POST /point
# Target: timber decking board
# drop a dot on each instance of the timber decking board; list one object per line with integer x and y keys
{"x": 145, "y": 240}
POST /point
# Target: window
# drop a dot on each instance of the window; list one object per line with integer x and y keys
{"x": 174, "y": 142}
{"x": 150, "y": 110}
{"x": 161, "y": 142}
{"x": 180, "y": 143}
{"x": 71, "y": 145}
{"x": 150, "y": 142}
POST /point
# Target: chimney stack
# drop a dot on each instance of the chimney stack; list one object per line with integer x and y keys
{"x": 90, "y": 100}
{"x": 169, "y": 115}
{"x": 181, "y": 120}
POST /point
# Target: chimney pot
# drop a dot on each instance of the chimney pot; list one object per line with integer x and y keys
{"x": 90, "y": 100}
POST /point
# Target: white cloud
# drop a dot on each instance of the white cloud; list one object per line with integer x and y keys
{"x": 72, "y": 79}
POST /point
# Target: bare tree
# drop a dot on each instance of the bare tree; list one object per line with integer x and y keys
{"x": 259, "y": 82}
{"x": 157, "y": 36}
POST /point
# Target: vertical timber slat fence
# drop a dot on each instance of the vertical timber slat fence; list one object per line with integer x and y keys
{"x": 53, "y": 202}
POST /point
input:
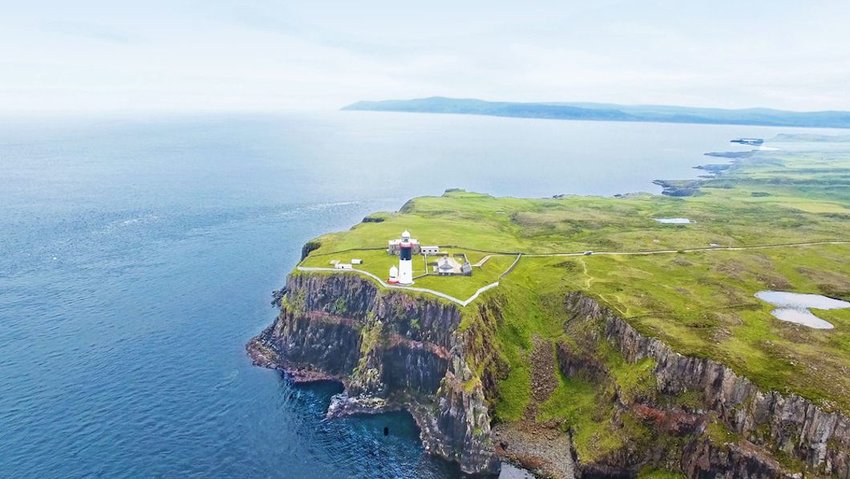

INSTRUCTIONS TO FOLLOW
Rewrite all of the lines above, replacing every "drop a dot" with "place a marker" and leaving everything else unchanged. Leave the pictures out of your answer.

FINISHED ANSWER
POST /point
# Target: timber decking board
# place a marker on each instance of the timber decking board; list one object per line with integer x and y keys
{"x": 145, "y": 240}
POST /point
# Target: window
# place a marker on each instance of the window; list one object per line with integer x and y keys
{"x": 174, "y": 142}
{"x": 150, "y": 110}
{"x": 161, "y": 142}
{"x": 180, "y": 143}
{"x": 71, "y": 145}
{"x": 150, "y": 142}
POST /point
# Target: chimney stack
# place a marker on each instance of the chimney stack; list one object per line with integer x and y keys
{"x": 90, "y": 100}
{"x": 169, "y": 115}
{"x": 181, "y": 120}
POST /point
# Target: chimney pot
# place a marker on each instance of the chimney pot; list one object per line with integer x and y keys
{"x": 90, "y": 100}
POST /point
# Target: white cloud
# place a marker on each instance of the white cloud; list one object per line with integer x and y keys
{"x": 72, "y": 79}
POST /point
# Target: bare tree
# place a marker on each instance of the bare tree; list one object per line with integer x and y keys
{"x": 259, "y": 82}
{"x": 157, "y": 36}
POST /point
# Target: vertical timber slat fence
# place a marker on each instance of the vertical timber slat fence; list one object per line with integer x and y keys
{"x": 53, "y": 202}
POST /point
input:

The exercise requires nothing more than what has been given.